==== Entries shown ====
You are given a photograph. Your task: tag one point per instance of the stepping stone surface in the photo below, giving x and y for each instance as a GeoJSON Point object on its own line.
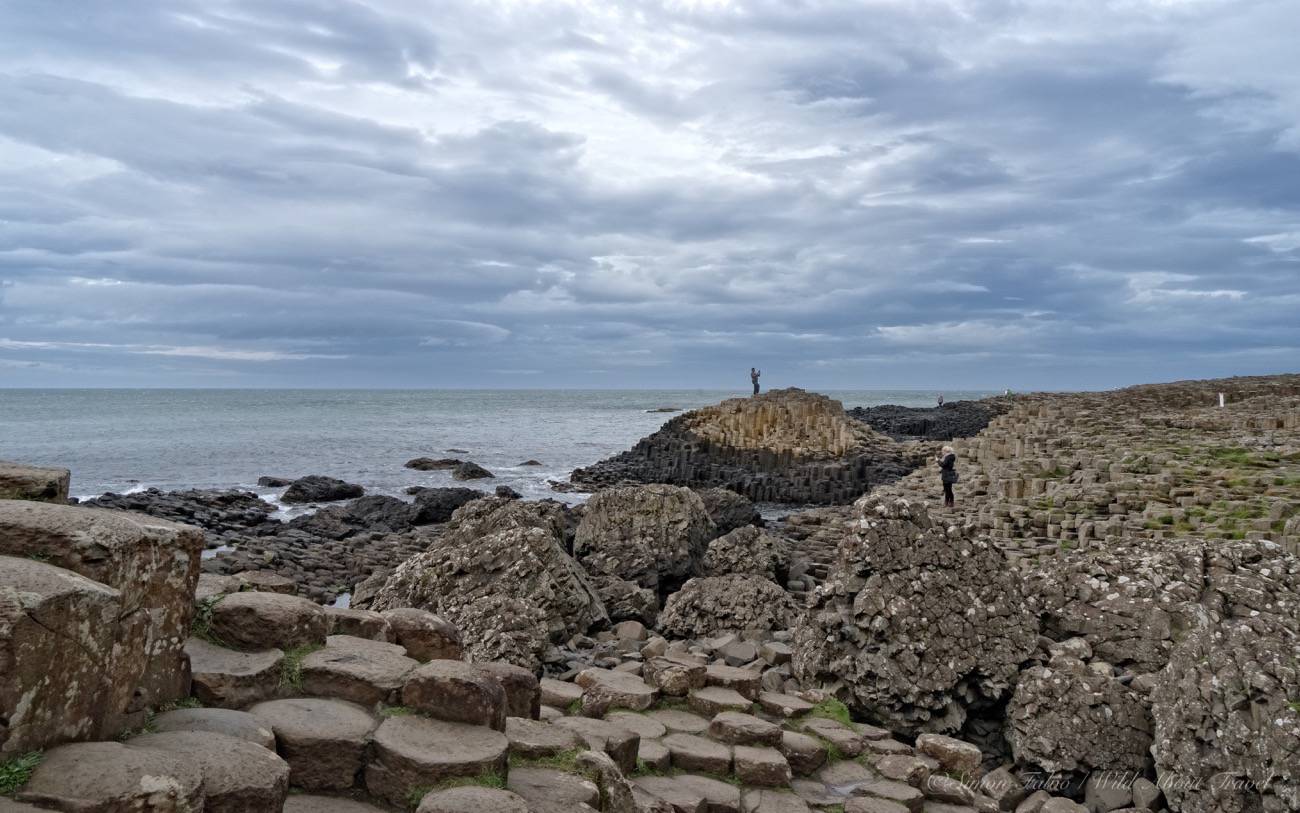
{"type": "Point", "coordinates": [356, 669]}
{"type": "Point", "coordinates": [229, 722]}
{"type": "Point", "coordinates": [115, 777]}
{"type": "Point", "coordinates": [415, 751]}
{"type": "Point", "coordinates": [233, 679]}
{"type": "Point", "coordinates": [268, 621]}
{"type": "Point", "coordinates": [323, 740]}
{"type": "Point", "coordinates": [238, 775]}
{"type": "Point", "coordinates": [456, 692]}
{"type": "Point", "coordinates": [472, 800]}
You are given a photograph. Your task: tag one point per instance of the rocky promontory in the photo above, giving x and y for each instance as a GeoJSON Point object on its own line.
{"type": "Point", "coordinates": [788, 446]}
====
▶ [Work to be completed]: Render the material above as a Markdown table with the columns Row and Line, giving each nonblank line its own numbered row. Omit the pictures from the table.

▶ [Solution]:
| Row | Line |
|---|---|
| 1 | You are given a photograph. Your task: tag one point per instance of the stepping stone surface in the photo below, giving x and y for each instance as a GeoJSON Point object on its own line. |
| 2 | {"type": "Point", "coordinates": [356, 669]} |
| 3 | {"type": "Point", "coordinates": [229, 722]} |
| 4 | {"type": "Point", "coordinates": [115, 777]} |
| 5 | {"type": "Point", "coordinates": [415, 751]} |
| 6 | {"type": "Point", "coordinates": [233, 679]} |
| 7 | {"type": "Point", "coordinates": [268, 621]} |
| 8 | {"type": "Point", "coordinates": [323, 740]} |
| 9 | {"type": "Point", "coordinates": [238, 775]} |
| 10 | {"type": "Point", "coordinates": [456, 692]} |
| 11 | {"type": "Point", "coordinates": [472, 800]} |
| 12 | You are given a photograph. Your task: tag one point per instance of the rocky promontory in the photo above, giving x and y for each instance as a GeoJSON Point object on its own line. |
| 13 | {"type": "Point", "coordinates": [788, 446]} |